→ **Exercise instructions**
Check each line of the listing for the string "steel", count the lines that have it, and answer with that number only.

☆ ☆ ☆ ☆ ☆

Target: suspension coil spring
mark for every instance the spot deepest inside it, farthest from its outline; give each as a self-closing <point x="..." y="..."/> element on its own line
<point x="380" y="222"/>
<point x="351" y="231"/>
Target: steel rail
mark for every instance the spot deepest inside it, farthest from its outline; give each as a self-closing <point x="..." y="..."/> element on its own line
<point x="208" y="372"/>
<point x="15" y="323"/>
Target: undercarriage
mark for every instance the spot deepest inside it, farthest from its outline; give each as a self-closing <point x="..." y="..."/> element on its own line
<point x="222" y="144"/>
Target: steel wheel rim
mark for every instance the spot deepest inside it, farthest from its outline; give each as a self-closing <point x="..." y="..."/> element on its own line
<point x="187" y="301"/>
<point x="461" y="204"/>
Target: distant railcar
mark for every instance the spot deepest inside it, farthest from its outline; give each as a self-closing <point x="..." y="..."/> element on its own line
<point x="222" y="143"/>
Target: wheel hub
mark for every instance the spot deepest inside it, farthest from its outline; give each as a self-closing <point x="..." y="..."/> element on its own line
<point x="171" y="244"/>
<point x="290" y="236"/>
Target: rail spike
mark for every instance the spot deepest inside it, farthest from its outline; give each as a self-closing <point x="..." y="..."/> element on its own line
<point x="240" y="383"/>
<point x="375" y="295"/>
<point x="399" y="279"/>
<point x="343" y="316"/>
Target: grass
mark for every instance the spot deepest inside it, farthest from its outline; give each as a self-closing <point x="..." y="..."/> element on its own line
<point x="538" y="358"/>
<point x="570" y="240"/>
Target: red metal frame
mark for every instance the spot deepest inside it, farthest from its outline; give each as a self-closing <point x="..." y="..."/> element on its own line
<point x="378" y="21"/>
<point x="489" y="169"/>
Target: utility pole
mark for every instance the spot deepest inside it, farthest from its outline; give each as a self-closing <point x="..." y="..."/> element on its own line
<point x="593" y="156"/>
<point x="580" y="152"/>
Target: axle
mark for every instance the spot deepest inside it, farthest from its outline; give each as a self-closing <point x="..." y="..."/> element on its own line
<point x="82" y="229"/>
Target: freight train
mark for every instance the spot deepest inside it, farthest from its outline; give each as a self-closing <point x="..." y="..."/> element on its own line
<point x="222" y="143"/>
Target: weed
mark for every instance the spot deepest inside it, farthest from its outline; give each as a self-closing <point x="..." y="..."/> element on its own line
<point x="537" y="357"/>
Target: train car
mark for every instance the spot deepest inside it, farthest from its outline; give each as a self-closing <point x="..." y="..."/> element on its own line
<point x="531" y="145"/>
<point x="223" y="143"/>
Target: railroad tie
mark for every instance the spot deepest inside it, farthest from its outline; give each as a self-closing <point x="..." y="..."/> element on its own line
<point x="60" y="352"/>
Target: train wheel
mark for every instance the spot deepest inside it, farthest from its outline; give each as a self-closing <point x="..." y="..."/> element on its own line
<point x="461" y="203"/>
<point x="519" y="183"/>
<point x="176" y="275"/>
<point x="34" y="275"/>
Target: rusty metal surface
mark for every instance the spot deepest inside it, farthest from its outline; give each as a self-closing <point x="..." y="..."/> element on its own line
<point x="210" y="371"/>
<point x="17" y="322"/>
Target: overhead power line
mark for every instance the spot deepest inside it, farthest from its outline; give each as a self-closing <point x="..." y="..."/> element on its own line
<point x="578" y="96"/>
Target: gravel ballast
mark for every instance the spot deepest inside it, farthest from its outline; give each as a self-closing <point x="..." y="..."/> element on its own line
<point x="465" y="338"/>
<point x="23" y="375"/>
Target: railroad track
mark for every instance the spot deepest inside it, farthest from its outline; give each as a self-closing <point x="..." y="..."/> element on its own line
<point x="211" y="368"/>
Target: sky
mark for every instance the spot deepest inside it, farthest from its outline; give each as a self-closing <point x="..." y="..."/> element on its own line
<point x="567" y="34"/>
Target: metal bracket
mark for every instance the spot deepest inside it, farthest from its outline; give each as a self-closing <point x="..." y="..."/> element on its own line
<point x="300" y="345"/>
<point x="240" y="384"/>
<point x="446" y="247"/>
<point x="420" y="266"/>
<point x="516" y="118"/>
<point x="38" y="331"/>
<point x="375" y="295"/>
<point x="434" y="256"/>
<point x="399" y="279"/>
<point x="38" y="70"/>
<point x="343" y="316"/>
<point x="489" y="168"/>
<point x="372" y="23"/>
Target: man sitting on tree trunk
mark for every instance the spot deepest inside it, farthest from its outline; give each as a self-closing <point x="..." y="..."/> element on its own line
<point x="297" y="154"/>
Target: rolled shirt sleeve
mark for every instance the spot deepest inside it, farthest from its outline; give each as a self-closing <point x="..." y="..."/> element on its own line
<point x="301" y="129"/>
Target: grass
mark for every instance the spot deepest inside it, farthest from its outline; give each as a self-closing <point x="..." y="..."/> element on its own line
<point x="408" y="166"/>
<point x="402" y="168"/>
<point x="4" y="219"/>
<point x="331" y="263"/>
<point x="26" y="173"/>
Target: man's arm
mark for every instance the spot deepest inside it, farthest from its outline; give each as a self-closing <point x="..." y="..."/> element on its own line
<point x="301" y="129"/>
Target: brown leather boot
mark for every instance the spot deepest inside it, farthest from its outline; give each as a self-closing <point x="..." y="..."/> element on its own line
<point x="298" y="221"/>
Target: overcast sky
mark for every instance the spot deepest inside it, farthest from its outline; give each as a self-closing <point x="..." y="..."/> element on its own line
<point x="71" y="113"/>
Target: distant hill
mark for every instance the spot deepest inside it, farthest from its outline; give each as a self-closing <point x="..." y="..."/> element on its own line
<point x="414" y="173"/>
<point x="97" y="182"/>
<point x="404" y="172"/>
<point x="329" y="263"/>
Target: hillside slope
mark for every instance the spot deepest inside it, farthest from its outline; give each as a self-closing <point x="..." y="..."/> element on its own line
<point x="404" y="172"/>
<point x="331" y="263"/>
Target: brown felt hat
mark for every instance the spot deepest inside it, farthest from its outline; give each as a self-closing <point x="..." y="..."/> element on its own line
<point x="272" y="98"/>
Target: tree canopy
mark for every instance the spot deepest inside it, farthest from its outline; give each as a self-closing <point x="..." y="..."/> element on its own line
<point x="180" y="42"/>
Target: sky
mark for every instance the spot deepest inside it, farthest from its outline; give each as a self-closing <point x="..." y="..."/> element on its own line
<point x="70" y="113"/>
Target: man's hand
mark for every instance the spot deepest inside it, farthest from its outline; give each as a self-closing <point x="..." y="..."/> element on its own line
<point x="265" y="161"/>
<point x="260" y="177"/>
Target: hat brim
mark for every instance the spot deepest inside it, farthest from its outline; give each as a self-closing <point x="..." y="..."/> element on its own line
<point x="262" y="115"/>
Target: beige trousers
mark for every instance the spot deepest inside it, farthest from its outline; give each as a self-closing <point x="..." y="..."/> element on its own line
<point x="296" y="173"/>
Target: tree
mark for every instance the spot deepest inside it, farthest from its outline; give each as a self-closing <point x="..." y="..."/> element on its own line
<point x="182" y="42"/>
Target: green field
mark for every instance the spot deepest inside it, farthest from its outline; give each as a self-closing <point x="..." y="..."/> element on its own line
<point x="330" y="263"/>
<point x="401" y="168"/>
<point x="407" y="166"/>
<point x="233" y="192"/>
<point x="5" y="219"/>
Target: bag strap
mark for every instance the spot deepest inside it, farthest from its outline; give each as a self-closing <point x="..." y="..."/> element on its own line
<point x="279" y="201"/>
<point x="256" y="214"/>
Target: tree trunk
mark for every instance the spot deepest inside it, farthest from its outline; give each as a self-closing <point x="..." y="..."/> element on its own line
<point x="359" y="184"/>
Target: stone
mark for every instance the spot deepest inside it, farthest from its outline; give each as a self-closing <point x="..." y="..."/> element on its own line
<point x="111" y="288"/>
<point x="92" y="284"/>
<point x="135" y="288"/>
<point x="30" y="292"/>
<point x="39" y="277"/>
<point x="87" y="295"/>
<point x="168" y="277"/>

☆ ☆ ☆ ☆ ☆

→ **Reply**
2